• _TEXT PROVIDED_
########

In this section, we shall answer how we can efficiently choose the number of partitions in a Kafka topic. While there can be many factors to be considered before choosing the number of partitions. Below are a few of them:

• Calculate the throughput depending on the anticipated future usage. This should be done well in advance as adding partitions later while sending messages to partitions based on keys is quite challenging.
• Calculate the maximum throughput (in MB/s), that is expected for your environment. You need to validate how much you will be achieving when consuming the messages from a single partition.

It is true that having more Kafka partitions in a topic is beneficial in many ways.

• Users achieve better parallelism as the number of partitions is directly dependent on offering more parallelism. This also offers better throughput.
• The high number of brokers in the Kafka cluster offers more partitions that can start to leverage it. Like, for a cluster having 5 brokers in total, where a topic has 3 partitions, they only leverage three brokers. This lead to inefficient resource usage as the other 2 is left idle.
• Offering more consumers to start consuming from the Kafka log, and hence achieve more scale. Like, 5 partitions in Kafka will allow at most 5 active subscribers to consume from the Kafka log.

While this may push you to add more partitions to fill in the gap, it is important to understand that having a maximum number of partitions causes some disadvantages too.

• When the number of Kafka partitions in a topic is more, there is supposed to be more load on the Zookeeper. It is so, as for every partition, Zookeeper elects a partition leader. And as the partitions are more, more time will be spent by Zookeepers on them. To avoid this, users need to opt for a Zookeeper-less Kafka.
• With more partitions, Kafka is bound to explore more files at once. Although there is a limit from the operating system, on how many files can be opened, users are pointed to always modify this limit to a higher value as per their operating system settings.

To help you choose wisely, always make sure to follow the below guidelines while selecting the correct number of partitions for your Kafka partition.

• Having a high number of Kafka partitions per topic is good for parallelism, but absurdly increasing the number of Kafka partitions to something like 1000, or 2000 should not be done, unless all 1000, and 2000 are getting fully needed.
• For a larger number of clusters, more than 12 brokers, then it is recommended to have two times, 2X, the number of brokers you hold.
• In a situation where you have a high throughput producer or the demand for it is going to increase in near future, it is recommended to consider the producer throughput too. In this case, keeping the number of Kafka partitions at 3X the number of brokers will work.
• For the smaller number of clusters, less than 6 brokers, then it is recommended to have three times, 3X, the number of brokers you hold. As with time, as more brokers are added, you can still adjust as the number of partitions will be enough to look at it.

########

• _LISTING_
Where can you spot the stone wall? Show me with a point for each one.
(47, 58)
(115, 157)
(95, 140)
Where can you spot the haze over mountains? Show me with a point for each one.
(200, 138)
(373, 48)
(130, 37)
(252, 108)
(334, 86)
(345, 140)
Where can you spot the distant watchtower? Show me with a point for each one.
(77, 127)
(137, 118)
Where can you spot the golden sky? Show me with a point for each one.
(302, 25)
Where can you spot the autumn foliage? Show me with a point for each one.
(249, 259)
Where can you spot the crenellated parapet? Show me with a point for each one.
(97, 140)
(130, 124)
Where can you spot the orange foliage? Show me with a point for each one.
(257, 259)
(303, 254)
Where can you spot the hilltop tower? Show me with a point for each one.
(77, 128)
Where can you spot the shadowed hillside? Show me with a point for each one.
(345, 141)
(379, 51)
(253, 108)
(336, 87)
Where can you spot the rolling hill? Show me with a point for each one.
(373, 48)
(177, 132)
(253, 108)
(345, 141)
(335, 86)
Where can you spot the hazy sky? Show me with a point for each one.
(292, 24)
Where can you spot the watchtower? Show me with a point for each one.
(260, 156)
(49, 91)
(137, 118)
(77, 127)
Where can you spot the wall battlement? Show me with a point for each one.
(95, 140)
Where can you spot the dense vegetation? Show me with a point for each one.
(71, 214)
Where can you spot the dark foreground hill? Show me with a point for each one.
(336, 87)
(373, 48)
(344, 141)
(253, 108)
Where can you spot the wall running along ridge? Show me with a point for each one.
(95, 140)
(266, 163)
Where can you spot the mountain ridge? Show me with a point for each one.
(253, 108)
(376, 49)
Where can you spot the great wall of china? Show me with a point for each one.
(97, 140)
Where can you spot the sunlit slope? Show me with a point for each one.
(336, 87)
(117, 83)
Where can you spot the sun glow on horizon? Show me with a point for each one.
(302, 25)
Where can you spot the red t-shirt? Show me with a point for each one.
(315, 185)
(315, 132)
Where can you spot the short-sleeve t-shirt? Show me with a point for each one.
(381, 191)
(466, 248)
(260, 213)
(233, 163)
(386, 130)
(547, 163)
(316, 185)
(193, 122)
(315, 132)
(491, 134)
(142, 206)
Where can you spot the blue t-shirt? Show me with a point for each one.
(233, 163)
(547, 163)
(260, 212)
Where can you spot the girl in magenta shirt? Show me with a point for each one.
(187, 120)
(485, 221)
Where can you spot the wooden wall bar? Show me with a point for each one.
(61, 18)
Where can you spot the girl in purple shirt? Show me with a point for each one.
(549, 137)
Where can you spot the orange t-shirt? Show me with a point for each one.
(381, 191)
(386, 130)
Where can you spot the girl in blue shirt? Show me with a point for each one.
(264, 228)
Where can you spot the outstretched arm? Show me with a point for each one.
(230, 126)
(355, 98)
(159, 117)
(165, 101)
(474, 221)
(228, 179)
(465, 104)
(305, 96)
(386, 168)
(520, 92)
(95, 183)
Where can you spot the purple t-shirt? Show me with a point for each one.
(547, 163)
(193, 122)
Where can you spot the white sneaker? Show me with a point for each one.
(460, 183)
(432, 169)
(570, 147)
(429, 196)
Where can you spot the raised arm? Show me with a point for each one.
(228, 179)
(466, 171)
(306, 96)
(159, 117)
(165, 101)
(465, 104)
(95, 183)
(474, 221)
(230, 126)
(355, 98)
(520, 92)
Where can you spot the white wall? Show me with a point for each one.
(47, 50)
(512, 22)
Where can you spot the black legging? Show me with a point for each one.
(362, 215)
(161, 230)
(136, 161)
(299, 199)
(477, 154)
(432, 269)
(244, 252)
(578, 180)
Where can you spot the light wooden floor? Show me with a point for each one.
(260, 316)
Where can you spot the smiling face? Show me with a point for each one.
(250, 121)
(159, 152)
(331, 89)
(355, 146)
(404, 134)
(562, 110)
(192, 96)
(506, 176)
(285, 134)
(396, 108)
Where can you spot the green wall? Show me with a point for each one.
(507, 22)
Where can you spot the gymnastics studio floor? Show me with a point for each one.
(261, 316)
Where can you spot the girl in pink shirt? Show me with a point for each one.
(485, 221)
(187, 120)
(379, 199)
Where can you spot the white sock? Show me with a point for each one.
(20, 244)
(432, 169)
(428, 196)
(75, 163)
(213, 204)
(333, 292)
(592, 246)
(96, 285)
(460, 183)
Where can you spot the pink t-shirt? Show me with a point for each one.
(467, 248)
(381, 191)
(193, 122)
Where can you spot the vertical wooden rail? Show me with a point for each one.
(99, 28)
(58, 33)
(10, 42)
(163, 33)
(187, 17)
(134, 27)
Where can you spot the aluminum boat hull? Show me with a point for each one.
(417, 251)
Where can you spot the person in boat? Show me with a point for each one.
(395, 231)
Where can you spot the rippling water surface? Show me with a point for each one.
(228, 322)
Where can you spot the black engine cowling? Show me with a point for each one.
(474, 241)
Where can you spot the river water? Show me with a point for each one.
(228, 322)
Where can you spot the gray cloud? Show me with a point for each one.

########

• _TASK 1_
List the benefits of having more partitions in a topic that the Kafka partitions text gives, in a few words each.
• _TASK 2_
In the Kafka partitions text, write out the passage starting at "While this may" and ending at "your Kafka partition.", substituting "OS" for "operating system".

• _COMPLETE ANSWER 1_
- Better parallelism, which also offers better throughput
- More partitions can leverage a high number of brokers in the cluster, so brokers are not left idle
- More consumers can consume from the Kafka log, achieving more scale

• _COMPLETE ANSWER 2_
While this may push you to add more partitions to fill in the gap, it is important to understand that having a maximum number of partitions causes some disadvantages too.

• When the number of Kafka partitions in a topic is more, there is supposed to be more load on the Zookeeper. It is so, as for every partition, Zookeeper elects a partition leader. And as the partitions are more, more time will be spent by Zookeepers on them. To avoid this, users need to opt for a Zookeeper-less Kafka.
• With more partitions, Kafka is bound to explore more files at once. Although there is a limit from the OS, on how many files can be opened, users are pointed to always modify this limit to a higher value as per their OS settings.

To help you choose wisely, always make sure to follow the below guidelines while selecting the correct number of partitions for your Kafka partition.